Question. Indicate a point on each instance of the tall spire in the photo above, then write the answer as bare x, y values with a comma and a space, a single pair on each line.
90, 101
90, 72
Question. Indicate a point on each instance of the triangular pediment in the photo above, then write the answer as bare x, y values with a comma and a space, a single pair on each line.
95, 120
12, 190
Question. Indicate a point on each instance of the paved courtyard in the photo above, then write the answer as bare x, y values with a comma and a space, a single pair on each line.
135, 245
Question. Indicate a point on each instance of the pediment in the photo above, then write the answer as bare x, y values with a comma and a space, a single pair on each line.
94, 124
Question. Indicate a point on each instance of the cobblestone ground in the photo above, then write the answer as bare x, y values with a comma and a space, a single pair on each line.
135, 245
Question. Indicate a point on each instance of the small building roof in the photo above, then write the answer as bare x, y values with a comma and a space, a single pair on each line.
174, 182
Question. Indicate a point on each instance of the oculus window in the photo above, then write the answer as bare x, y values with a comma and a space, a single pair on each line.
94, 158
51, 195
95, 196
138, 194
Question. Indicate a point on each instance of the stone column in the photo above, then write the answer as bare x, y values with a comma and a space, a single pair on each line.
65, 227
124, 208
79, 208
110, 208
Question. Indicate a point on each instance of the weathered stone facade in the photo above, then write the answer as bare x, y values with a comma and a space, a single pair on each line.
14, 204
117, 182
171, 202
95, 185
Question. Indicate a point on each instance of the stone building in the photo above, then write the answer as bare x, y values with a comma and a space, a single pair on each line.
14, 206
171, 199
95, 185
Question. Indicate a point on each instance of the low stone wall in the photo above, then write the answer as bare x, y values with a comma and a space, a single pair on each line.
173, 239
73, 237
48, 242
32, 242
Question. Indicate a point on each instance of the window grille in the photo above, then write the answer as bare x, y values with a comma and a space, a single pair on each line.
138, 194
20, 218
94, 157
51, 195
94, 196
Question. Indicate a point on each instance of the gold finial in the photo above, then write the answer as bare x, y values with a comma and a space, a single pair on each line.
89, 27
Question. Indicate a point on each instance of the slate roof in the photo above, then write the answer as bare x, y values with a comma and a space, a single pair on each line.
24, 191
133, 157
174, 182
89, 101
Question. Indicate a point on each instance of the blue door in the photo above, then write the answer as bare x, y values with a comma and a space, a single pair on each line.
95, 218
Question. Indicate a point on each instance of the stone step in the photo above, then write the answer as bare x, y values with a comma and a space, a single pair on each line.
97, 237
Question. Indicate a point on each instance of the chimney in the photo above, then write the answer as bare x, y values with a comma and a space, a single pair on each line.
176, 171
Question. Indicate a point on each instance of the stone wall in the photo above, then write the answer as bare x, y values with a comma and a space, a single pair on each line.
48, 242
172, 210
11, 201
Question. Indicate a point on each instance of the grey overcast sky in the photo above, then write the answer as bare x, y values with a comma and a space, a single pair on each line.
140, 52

====

REQUIRED TASK:
The records above are to be repeated exactly, in their entirety.

THE RESPONSE:
Question. Indicate a point on each instance of the tall spire in the photo above, then write the answer as bare x, y values with a comma and a space, a single pair on each line.
90, 101
90, 72
Question. Indicate a point on each instance of the triangular pediment in the photo above, then write the answer as bare x, y values with a comma and a space, a single pair on each line.
95, 120
12, 190
Question. Indicate a point on each instance of the paved courtyard in the photo above, then write the answer as bare x, y values with a comma and a space, a single pair on each line.
135, 245
Question. Indicate a point on each instance of the pediment in the photo above, then write the answer as bare x, y values with a comma and a space, a single pair on each line.
94, 124
Question. Indicate a point on each instance of the cobblestone ground in the photo above, then write the answer as bare x, y values with a comma and a space, a single pair on each line.
135, 245
Question. Indicate a point on each instance of the small building roof in the photo above, then write the answer as bare x, y values with a comma and a space, a single pair on each line.
174, 182
Question. Indicate a point on each instance of the oculus window in the photo above, then write the answer as bare x, y values with a comma and a space, a single pair on each line.
94, 158
51, 195
95, 196
138, 194
Question. Indicate a point on each instance of the stone column in the photo above, then write the answer as bare x, y values with a comma and a space, a single pair on each line.
65, 227
124, 208
79, 208
110, 208
Question. Indicate a point on each instance of the weathered stone facade in the photo above, then write the answer as bare x, y values with a comma and a space, a single pair on each line.
14, 204
117, 182
171, 202
95, 185
Question. Indicate a point on each instance of the stone building in the photo above, then write the answer as bare x, y values with a comma and a space, a single pair on each line.
14, 206
171, 199
95, 185
Question. Indicate a point on each instance of the low stone wall in the photo above, then write the answer as bare x, y values with a comma and a space, a single pair on each line.
173, 239
73, 237
48, 242
32, 242
Question. Indicate a point on each instance of the window grille in the photo above, then write the answer as bare x, y values with a comma and a space, a single pair on each line.
138, 194
20, 218
94, 157
51, 195
94, 196
Question. Indicate a point on each instance of the gold finial in the photo above, then write the answer as bare x, y values with a comma and a space, a single pair on each line.
89, 27
Question. Indicate a point on each instance of the slate roof in the photo above, then write the answer as bare x, y values with a comma and a space, a single pair on each line.
24, 191
133, 157
174, 182
89, 101
Question. Indicate a point on each instance of the blue door in the photo above, then write the answer as bare x, y values with a comma and a space, a single pair on each line.
95, 218
Question. Indicate a point on each instance of the stone step in the photo above, then write the answer as bare x, y values with a comma and a space, a single pair on each line.
97, 237
Question. Indicate a point on each instance of the chimney in the photo above, then write the answer as bare x, y values with a comma and a space, a single pair on each line.
176, 171
Question. Indicate a point on each instance of the stone wall in the photo above, then write the answer as bare x, y values with a comma and a space, a single pair on each line.
48, 242
172, 210
11, 201
Question. Indicate a point on each instance of the grey overcast sky in the photo above, then write the answer as bare x, y values with a comma and a space, a single pair on each line.
140, 52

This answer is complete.